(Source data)
----------

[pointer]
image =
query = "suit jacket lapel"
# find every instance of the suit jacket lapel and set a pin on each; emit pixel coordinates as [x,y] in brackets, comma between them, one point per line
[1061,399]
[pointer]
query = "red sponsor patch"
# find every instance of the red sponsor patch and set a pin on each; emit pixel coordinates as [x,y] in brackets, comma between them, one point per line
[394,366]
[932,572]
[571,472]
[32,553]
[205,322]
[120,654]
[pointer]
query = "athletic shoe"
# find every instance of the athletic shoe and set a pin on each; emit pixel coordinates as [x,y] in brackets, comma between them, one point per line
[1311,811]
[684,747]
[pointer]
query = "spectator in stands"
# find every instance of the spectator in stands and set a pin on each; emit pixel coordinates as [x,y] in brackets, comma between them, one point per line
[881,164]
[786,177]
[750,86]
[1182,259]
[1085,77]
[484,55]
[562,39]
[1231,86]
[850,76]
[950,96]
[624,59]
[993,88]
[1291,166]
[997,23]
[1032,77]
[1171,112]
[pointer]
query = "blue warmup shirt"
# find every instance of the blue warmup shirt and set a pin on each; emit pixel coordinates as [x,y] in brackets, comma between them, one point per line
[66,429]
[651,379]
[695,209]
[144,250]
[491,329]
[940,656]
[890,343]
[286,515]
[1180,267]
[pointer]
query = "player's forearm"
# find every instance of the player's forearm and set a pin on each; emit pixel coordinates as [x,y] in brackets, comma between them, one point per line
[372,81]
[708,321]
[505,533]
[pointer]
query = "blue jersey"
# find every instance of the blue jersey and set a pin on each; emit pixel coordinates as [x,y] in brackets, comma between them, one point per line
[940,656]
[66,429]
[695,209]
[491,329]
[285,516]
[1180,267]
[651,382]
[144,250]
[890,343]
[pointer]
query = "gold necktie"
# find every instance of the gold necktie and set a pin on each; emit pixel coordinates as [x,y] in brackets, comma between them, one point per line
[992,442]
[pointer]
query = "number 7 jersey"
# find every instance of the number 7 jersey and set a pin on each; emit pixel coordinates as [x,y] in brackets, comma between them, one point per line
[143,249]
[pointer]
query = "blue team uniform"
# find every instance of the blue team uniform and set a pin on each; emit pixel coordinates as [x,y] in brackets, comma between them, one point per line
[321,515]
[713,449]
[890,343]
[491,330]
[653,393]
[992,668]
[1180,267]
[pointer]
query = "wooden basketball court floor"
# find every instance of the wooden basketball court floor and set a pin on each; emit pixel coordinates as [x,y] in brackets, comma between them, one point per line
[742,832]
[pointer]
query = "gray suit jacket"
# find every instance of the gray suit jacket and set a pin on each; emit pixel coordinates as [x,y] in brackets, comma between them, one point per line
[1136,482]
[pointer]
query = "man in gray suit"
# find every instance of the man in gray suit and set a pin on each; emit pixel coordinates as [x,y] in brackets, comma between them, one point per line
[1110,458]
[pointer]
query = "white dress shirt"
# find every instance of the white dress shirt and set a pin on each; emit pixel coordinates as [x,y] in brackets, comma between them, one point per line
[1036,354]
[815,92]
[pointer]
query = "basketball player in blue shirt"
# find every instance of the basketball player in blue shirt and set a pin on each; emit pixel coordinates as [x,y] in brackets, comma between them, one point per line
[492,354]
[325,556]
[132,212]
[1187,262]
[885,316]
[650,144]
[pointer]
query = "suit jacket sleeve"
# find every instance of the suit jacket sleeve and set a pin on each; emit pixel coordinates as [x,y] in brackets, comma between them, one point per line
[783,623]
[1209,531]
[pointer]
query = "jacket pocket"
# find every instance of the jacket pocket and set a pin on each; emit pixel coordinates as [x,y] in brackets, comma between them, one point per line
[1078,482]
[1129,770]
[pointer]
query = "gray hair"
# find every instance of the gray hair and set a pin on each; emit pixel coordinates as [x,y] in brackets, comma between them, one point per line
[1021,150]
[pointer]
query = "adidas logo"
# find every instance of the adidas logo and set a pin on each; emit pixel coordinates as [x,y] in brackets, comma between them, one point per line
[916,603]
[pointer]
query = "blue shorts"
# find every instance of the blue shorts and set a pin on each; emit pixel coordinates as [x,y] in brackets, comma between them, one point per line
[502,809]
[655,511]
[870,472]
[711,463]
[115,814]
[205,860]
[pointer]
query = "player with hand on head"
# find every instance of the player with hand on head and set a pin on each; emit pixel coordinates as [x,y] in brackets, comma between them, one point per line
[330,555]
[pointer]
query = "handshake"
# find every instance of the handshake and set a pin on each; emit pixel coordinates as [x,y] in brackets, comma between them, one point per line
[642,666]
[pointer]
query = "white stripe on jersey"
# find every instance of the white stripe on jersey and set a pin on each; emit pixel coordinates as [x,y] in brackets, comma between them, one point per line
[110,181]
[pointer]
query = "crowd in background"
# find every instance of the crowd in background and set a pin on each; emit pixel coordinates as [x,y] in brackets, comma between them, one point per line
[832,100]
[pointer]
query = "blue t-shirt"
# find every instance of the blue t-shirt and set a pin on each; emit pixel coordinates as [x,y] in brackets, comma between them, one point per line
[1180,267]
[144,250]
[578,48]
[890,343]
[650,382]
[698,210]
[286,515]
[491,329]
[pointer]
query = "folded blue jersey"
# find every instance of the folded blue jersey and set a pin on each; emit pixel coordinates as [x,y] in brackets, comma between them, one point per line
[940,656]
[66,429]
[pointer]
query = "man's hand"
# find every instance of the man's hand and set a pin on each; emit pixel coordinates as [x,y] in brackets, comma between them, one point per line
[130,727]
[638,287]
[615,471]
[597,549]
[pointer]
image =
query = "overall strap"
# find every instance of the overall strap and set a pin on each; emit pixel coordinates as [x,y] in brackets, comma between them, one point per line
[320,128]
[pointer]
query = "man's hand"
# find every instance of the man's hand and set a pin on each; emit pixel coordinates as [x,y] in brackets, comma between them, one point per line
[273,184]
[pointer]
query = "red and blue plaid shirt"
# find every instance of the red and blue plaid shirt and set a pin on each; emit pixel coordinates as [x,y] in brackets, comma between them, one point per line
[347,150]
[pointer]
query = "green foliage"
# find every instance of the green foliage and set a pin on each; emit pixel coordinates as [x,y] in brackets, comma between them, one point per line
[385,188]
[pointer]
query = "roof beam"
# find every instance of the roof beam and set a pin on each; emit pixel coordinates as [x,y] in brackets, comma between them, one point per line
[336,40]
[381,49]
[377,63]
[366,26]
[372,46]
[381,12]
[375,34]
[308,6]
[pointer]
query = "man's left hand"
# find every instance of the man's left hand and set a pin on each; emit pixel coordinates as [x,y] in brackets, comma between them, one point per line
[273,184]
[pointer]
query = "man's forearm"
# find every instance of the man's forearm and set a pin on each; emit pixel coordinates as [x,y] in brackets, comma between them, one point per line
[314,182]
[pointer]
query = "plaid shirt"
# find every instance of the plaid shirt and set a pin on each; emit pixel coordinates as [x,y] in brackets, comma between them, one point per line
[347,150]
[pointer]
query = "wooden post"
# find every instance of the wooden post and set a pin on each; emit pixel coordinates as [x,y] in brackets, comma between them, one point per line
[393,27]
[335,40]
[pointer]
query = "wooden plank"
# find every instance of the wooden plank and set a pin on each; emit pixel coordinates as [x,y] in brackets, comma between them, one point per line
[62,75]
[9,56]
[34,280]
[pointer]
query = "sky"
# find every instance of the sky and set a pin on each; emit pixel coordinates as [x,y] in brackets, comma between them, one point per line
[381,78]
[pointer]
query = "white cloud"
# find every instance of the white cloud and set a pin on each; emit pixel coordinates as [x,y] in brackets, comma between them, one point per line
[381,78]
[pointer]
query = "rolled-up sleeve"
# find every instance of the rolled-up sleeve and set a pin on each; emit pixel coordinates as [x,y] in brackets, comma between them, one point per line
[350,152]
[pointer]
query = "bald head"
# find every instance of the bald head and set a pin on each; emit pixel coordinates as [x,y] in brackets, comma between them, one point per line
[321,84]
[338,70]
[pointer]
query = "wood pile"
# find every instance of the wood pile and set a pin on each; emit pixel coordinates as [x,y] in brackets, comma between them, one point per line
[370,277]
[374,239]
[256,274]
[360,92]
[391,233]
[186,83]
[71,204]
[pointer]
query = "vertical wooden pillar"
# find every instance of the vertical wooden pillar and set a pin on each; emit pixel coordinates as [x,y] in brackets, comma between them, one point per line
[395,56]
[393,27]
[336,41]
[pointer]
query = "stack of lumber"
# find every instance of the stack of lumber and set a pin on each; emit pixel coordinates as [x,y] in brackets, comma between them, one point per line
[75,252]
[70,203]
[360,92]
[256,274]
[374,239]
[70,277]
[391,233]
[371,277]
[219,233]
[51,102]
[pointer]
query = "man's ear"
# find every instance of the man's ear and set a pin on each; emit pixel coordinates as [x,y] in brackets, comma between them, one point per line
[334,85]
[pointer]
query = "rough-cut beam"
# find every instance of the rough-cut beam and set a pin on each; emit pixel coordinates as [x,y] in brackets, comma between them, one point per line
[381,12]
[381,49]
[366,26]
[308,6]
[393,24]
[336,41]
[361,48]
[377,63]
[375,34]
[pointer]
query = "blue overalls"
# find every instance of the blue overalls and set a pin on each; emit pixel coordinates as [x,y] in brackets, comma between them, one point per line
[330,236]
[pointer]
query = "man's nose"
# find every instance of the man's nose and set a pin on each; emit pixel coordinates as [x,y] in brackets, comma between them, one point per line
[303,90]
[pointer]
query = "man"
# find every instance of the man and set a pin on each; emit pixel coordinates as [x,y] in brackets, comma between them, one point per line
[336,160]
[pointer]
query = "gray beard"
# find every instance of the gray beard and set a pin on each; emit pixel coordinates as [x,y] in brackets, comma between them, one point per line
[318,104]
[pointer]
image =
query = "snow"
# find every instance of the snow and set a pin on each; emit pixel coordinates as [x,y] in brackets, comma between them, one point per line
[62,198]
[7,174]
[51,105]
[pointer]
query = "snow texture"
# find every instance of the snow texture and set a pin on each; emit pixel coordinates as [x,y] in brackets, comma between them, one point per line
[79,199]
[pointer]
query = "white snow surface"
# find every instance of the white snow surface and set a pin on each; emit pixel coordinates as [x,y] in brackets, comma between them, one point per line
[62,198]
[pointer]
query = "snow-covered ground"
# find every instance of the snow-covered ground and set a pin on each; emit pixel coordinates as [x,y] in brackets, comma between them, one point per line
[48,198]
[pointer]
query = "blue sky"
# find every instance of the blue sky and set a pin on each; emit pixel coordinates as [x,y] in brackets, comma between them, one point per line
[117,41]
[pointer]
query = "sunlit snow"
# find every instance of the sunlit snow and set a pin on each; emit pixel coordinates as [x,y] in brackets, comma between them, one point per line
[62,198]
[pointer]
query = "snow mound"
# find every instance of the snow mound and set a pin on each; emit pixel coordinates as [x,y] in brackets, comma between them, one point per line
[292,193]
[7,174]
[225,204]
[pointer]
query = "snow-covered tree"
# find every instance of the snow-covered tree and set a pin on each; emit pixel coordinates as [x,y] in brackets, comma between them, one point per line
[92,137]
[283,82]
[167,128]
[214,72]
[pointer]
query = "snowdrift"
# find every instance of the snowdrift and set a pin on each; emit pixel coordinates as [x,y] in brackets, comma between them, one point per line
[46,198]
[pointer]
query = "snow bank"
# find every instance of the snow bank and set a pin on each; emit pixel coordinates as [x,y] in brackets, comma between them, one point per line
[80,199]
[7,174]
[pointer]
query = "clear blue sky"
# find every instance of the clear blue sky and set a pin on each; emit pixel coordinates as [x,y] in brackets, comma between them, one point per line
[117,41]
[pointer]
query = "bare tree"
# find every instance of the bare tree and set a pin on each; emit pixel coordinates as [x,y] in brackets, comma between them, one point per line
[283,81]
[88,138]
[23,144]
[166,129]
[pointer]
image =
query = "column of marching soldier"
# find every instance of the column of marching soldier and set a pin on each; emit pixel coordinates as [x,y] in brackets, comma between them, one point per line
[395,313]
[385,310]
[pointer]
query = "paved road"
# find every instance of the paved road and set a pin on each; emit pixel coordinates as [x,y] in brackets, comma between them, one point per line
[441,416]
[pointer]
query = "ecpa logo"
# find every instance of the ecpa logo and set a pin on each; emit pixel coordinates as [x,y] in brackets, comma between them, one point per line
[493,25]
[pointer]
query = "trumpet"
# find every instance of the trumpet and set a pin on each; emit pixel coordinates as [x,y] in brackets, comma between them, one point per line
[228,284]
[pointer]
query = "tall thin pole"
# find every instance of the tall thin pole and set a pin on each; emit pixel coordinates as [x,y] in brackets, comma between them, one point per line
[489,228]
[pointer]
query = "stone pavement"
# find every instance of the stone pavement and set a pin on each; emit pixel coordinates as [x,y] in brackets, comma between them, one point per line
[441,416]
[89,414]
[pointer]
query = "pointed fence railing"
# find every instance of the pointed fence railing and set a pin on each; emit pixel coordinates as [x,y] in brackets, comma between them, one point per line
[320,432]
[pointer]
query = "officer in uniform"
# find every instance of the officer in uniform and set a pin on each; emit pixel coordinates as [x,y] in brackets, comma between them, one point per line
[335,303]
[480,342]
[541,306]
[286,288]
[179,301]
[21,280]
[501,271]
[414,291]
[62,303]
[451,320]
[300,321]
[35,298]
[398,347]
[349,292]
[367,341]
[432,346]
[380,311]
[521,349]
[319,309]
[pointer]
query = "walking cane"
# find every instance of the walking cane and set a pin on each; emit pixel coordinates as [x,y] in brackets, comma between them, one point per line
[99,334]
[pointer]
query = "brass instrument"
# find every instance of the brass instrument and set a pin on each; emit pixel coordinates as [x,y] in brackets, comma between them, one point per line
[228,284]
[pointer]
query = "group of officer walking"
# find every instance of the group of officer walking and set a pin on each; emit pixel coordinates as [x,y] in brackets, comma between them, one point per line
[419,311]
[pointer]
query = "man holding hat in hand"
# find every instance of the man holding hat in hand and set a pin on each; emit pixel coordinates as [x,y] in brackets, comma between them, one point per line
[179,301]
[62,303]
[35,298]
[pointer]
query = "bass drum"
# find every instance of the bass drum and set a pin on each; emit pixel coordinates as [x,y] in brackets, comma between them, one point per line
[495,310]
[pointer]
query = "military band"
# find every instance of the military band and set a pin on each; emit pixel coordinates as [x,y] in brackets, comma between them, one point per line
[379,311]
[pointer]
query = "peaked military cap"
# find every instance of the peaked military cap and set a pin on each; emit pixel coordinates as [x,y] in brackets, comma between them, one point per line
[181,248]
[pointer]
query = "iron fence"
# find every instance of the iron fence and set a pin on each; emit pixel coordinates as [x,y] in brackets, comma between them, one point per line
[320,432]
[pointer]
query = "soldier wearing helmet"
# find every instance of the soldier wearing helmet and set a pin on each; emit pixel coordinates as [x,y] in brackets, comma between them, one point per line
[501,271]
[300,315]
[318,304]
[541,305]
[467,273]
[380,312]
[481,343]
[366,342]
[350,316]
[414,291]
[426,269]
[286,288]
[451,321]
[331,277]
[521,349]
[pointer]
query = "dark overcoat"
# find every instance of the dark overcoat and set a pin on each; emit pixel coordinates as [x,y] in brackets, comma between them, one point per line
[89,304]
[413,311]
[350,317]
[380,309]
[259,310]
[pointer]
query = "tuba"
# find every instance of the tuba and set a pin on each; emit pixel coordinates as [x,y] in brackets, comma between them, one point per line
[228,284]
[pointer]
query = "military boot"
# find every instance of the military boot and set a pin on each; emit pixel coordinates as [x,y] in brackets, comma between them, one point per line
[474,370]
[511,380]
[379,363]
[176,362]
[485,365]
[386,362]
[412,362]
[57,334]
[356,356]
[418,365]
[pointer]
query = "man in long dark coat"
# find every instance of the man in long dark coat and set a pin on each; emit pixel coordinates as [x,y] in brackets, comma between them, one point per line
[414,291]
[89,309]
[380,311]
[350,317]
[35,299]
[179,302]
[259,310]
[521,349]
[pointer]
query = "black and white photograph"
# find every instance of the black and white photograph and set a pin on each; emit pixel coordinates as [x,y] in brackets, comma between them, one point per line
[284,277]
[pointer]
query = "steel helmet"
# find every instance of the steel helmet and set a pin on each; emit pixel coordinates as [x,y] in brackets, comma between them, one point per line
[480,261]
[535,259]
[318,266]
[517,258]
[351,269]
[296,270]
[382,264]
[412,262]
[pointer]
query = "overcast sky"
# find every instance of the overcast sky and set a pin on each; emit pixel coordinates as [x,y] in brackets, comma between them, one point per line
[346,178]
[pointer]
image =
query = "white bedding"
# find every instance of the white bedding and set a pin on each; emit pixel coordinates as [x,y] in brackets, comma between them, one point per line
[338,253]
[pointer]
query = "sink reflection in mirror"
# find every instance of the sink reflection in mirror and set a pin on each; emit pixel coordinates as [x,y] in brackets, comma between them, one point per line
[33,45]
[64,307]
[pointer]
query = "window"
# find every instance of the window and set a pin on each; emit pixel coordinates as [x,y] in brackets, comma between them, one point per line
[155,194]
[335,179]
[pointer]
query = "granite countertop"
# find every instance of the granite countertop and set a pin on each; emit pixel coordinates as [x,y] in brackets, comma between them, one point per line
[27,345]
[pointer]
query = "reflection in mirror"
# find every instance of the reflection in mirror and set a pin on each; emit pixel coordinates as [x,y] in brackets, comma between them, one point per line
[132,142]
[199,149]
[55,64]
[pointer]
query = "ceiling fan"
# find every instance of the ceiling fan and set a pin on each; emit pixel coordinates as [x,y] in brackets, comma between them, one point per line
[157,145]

----------

What needs to be done
Gather and copy out every line of the listing that contains the word "iron".

Expected output
query = "iron fence"
# find every instance of the iron fence and set a pin on each; emit pixel coordinates as [x,y] in brackets, comma between them, one point per line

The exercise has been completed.